EXERCISE OBJECTIVE =>
Reproduce the listing below without changes, beginning at the line that contains "TARGET = large boulder in river" and stopping after the line that contains "x=886, y=287".

RECORD EXTRACTS =>
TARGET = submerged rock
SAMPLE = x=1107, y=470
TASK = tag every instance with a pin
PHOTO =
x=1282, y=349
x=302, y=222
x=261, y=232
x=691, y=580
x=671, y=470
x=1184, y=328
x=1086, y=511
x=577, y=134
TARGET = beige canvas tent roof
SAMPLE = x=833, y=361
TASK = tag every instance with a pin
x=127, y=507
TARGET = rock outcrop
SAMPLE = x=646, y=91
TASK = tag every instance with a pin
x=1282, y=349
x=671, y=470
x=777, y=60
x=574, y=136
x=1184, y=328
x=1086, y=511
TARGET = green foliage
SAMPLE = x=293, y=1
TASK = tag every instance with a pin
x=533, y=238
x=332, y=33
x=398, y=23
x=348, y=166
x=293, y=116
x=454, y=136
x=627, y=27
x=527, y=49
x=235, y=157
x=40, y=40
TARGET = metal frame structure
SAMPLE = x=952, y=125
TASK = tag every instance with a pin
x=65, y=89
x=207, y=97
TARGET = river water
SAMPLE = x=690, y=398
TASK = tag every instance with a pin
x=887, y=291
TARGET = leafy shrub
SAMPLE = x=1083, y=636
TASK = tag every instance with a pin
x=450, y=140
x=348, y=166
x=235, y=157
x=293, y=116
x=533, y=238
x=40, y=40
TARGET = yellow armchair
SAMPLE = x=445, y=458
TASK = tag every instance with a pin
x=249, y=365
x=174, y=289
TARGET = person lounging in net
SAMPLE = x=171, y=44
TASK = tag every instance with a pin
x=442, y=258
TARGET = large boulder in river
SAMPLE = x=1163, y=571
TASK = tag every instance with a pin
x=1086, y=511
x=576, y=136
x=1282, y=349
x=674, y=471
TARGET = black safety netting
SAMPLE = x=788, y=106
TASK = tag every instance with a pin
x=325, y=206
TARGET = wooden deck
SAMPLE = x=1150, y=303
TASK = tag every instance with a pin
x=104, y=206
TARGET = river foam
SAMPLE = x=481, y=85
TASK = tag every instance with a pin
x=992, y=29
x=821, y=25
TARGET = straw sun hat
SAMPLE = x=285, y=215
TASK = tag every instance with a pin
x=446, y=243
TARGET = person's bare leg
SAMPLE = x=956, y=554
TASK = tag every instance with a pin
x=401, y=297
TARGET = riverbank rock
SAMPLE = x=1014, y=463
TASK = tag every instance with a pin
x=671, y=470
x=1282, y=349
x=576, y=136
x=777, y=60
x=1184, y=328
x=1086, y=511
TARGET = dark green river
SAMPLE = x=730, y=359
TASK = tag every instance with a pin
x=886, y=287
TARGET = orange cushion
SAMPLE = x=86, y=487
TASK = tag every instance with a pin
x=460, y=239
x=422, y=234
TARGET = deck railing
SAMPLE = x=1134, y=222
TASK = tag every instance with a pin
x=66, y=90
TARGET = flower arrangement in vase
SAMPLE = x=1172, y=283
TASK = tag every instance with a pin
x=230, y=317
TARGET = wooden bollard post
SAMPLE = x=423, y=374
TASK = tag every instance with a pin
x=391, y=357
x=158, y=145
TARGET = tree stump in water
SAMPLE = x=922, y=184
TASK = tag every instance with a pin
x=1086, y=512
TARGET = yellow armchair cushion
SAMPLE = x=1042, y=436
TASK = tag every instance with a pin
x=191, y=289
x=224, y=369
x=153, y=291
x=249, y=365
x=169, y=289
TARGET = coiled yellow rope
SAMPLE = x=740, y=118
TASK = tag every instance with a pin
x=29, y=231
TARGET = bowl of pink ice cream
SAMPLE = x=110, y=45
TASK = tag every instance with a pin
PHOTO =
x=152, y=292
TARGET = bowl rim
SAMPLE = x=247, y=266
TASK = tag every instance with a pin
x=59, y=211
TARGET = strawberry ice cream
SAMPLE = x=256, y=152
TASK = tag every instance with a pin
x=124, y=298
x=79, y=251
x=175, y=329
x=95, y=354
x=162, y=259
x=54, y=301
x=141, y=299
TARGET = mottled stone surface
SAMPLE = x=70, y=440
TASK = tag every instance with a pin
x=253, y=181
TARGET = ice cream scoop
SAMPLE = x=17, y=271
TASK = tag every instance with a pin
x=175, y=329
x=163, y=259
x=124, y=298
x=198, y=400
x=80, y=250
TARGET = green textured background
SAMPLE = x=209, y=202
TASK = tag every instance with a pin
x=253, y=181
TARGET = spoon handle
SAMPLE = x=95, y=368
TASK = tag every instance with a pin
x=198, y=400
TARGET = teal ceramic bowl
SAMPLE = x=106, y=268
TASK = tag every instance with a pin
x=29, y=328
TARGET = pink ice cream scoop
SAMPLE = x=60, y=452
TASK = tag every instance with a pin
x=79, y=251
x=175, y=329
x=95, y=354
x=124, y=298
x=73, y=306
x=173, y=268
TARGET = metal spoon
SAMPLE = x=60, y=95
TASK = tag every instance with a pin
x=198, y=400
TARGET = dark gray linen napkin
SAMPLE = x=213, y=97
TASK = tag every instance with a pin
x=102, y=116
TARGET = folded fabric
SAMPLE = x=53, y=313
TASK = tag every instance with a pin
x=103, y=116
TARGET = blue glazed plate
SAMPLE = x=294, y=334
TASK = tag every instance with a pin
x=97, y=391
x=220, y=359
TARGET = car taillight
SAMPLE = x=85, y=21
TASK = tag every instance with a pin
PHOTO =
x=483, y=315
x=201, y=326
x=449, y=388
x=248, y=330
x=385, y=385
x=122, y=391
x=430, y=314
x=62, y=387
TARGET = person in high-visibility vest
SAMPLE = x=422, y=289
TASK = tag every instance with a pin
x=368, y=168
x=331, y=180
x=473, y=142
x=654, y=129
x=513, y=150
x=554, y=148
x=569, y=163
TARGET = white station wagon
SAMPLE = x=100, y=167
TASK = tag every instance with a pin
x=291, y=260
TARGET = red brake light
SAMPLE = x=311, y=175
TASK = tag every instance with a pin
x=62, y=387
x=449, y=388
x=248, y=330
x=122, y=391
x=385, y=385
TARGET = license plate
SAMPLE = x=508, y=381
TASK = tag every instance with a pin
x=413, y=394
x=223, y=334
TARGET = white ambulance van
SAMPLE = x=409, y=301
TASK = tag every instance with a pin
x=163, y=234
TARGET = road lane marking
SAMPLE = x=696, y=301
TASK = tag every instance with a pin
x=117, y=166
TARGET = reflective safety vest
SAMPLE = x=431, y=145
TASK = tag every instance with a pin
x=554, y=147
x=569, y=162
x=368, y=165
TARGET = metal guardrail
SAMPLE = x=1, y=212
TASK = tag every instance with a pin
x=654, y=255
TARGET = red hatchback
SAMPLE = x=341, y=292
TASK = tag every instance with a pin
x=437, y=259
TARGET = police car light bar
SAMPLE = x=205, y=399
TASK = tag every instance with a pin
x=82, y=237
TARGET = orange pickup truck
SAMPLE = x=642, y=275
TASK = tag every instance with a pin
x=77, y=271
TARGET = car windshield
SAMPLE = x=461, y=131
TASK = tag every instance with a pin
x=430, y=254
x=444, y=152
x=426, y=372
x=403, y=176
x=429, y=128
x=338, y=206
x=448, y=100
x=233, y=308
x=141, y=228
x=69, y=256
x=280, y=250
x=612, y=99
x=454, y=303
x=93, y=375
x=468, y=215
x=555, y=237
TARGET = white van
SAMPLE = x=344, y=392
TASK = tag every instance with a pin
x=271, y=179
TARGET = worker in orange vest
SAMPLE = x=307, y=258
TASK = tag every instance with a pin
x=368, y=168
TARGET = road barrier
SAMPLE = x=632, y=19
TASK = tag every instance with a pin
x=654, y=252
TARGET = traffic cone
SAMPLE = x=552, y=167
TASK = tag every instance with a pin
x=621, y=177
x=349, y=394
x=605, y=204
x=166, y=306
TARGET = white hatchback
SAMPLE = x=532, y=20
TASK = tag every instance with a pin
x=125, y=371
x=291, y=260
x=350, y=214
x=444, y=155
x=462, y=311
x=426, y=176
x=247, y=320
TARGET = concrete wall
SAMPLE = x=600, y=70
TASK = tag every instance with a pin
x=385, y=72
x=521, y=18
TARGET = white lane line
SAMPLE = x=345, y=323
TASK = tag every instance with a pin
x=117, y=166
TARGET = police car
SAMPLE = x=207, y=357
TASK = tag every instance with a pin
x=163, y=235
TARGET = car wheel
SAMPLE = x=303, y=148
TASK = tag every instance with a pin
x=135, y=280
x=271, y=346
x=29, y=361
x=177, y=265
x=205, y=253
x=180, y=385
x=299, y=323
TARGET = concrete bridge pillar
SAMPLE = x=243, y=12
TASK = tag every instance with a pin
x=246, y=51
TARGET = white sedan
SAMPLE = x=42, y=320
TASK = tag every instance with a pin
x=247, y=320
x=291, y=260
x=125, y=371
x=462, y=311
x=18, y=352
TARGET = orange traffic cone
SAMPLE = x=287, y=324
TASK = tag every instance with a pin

RESULT =>
TARGET = large boulder in river
SAMPLE = x=1163, y=571
TASK = tag every instance with a pin
x=1086, y=511
x=576, y=136
x=1282, y=349
x=674, y=471
TARGET = black safety netting
SAMPLE = x=788, y=106
TASK = tag every instance with a pin
x=325, y=206
TARGET = wooden deck
SAMPLE = x=1150, y=303
TASK = tag every instance with a pin
x=104, y=206
TARGET = river foam
SAMPLE = x=481, y=85
TASK = tag every instance with a pin
x=992, y=29
x=821, y=25
TARGET = straw sun hat
SAMPLE = x=285, y=215
TASK = tag every instance with a pin
x=446, y=243
TARGET = person's bare leg
SAMPLE = x=956, y=554
TASK = tag every instance with a pin
x=401, y=297
TARGET = riverbank rock
SAMPLE = x=1014, y=463
TASK = tag every instance with a pin
x=671, y=470
x=1282, y=349
x=576, y=136
x=777, y=60
x=1184, y=328
x=1086, y=511
TARGET = dark green river
SAMPLE = x=730, y=359
TASK = tag every instance with a pin
x=886, y=287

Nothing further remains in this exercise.